REQUIRED WORK:
Print every item below verbatim, keeping each line unchanged.

START RAW RECORDS

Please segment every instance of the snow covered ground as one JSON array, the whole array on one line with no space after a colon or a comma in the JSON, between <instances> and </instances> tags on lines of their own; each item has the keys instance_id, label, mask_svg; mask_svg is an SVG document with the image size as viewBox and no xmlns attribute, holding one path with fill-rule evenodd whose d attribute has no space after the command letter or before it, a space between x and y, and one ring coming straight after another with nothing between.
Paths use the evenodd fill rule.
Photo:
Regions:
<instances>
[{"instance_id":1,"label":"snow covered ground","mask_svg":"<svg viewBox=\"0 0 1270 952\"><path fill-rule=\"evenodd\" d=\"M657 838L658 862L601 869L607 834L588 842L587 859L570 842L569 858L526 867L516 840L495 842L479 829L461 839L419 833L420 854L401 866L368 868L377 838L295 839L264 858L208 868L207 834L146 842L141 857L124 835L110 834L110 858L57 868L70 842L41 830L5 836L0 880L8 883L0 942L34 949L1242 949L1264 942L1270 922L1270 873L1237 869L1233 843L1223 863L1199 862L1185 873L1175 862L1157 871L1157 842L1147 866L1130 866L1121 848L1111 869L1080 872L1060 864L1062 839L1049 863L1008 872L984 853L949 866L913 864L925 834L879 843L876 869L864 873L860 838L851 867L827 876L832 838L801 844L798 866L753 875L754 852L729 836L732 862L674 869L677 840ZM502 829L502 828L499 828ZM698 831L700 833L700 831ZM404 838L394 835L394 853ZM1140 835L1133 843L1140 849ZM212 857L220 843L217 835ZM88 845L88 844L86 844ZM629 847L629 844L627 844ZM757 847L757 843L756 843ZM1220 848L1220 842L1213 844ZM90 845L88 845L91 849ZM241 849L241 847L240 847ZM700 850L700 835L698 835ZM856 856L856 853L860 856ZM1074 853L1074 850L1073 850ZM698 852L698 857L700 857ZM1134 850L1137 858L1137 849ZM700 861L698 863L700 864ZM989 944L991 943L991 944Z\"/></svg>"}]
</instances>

END RAW RECORDS

REPLY:
Please segment every instance of the snow covered ground as one JSON array, the whole array on one line with no space after a colon or a comma in the JSON, between <instances> and </instances> tags on lines of their own; each item has the keys instance_id, label, mask_svg; mask_svg is an SVG document with the image size as viewBox and no xmlns attribute, holding one path with fill-rule evenodd whose d attribute has no space after the command letter or before it, a space between x and y, and one ring coming straight after another with nothing between.
Paths use the evenodd fill rule.
Photo:
Regions:
<instances>
[{"instance_id":1,"label":"snow covered ground","mask_svg":"<svg viewBox=\"0 0 1270 952\"><path fill-rule=\"evenodd\" d=\"M657 838L658 862L601 869L607 834L588 842L587 859L570 842L569 858L526 867L516 840L495 842L479 829L461 839L419 833L420 854L401 866L368 868L377 838L295 839L264 858L208 868L207 834L146 842L141 857L124 835L110 834L110 858L57 868L70 842L41 830L5 836L0 880L8 883L0 942L34 949L1242 949L1264 942L1270 922L1270 873L1237 869L1233 843L1223 863L1199 862L1185 873L1175 862L1157 871L1157 842L1147 866L1130 866L1121 848L1111 869L1080 872L1060 864L1062 839L1049 863L1008 872L984 853L949 866L913 864L925 834L879 843L876 869L864 873L860 838L851 867L827 876L832 838L801 844L798 866L753 875L754 852L729 836L732 862L674 869L677 840ZM502 829L502 828L499 828ZM698 831L700 833L700 831ZM404 838L394 835L394 853ZM1140 835L1133 843L1140 849ZM212 857L220 843L217 835ZM88 845L88 844L86 844ZM629 847L629 844L627 844ZM757 847L757 843L756 843ZM1220 848L1220 842L1213 844ZM90 845L88 845L91 849ZM241 849L241 847L240 847ZM700 850L700 835L698 835ZM856 856L856 853L860 856ZM1074 853L1074 850L1073 850ZM698 852L698 857L700 857ZM1134 850L1137 858L1137 849ZM700 861L698 863L700 864ZM989 944L991 943L991 944Z\"/></svg>"}]
</instances>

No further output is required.